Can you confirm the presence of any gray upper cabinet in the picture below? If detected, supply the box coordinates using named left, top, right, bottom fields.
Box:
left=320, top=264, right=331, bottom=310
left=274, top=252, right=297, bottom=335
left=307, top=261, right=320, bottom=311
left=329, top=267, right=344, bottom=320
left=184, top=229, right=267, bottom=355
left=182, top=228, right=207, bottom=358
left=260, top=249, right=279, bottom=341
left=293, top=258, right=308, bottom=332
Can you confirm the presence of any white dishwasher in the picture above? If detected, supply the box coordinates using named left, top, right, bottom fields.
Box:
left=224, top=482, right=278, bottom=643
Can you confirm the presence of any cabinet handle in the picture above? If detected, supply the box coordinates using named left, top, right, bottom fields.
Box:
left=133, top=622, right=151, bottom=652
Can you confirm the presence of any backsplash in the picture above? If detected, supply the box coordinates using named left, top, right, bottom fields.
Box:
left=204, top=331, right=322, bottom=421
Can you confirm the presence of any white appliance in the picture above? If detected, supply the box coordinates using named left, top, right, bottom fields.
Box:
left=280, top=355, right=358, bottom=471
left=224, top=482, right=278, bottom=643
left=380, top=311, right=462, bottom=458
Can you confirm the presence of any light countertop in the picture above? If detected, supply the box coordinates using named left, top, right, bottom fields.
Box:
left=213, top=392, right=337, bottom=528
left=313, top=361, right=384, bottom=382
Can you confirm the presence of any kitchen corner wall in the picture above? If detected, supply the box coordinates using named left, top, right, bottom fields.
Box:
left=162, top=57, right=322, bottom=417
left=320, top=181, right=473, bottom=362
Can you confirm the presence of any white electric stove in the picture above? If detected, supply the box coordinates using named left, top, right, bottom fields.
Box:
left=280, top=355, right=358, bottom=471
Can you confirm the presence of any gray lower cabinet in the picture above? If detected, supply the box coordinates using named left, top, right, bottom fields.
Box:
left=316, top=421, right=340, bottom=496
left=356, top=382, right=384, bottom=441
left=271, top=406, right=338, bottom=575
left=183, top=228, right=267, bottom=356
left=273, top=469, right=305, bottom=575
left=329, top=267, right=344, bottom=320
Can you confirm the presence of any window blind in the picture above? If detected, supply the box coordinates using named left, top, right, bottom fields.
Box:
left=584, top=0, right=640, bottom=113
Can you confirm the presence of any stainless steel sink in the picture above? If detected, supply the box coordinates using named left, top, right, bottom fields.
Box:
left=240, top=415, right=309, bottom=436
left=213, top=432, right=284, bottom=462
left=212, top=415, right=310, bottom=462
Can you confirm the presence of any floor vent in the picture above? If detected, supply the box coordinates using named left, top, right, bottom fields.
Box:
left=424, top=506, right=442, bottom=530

### Task objective
Reproduce all of the lines above word for word, keeping them in their original order.

### Exercise result
Can you confirm the presence of any gray upper cabinet in the picture below? If detected, supply the box coordinates using named left, top, right, bottom fields.
Box:
left=320, top=264, right=331, bottom=310
left=274, top=252, right=297, bottom=335
left=307, top=261, right=320, bottom=311
left=329, top=267, right=344, bottom=320
left=184, top=229, right=267, bottom=355
left=182, top=228, right=207, bottom=358
left=260, top=249, right=279, bottom=341
left=293, top=258, right=308, bottom=332
Can you confirm the presence of any white dishwasher in the picture above? If detected, supply the box coordinates using named left, top, right, bottom fields.
Box:
left=224, top=482, right=278, bottom=643
Can you confirm the presence of any cabinet handle in the picture above? If detected, supply the box coordinates using named left, top, right, bottom fields.
Box:
left=133, top=622, right=151, bottom=652
Can you confirm the presence of any backsplash in the picture above? If detected, supply the box coordinates using named left, top, right, bottom fields.
Box:
left=204, top=331, right=322, bottom=421
Can you confirm the presence of any white appliance in the picture above? If detected, supply the box coordinates using named left, top, right, bottom fields.
Box:
left=280, top=355, right=358, bottom=471
left=224, top=482, right=278, bottom=643
left=380, top=311, right=462, bottom=458
Can you confirm the presence of any light countertop in the picture above? If detected, supply the box coordinates using named left, top, right, bottom fields.
Box:
left=213, top=392, right=337, bottom=528
left=313, top=361, right=384, bottom=382
Can you confirm the presence of any kitchen corner wall in the picture above? If detected, supply the box coordinates using named left, top, right, bottom fields.
Box:
left=162, top=57, right=322, bottom=417
left=320, top=181, right=473, bottom=362
Can you confirm the presence of any white electric stove in the picture above? If detected, supply the box coordinates using named left, top, right, bottom fields.
Box:
left=280, top=355, right=358, bottom=471
Can you confirm the presence of any gray lower cabinet in the picture above? If detected, supply the box coordinates using named left, top, right, bottom fields.
Box:
left=316, top=421, right=340, bottom=496
left=356, top=382, right=384, bottom=441
left=271, top=406, right=338, bottom=575
left=183, top=228, right=267, bottom=356
left=273, top=469, right=305, bottom=575
left=329, top=267, right=344, bottom=320
Can you confirm the presence of any window blind in the picture above? If detected, supply the box coordinates using named left, top, right, bottom fields.
Box:
left=584, top=0, right=640, bottom=113
Can you confirm the presence of any stainless steel sink in the picture above? If detected, supply the box coordinates using named left, top, right, bottom fields.
Box:
left=240, top=415, right=309, bottom=436
left=213, top=432, right=284, bottom=462
left=212, top=415, right=310, bottom=462
Can you confirm the presence of any floor vent in the picture above? If detected, supply the box coordinates using named left, top, right, bottom fields.
Box:
left=424, top=506, right=442, bottom=530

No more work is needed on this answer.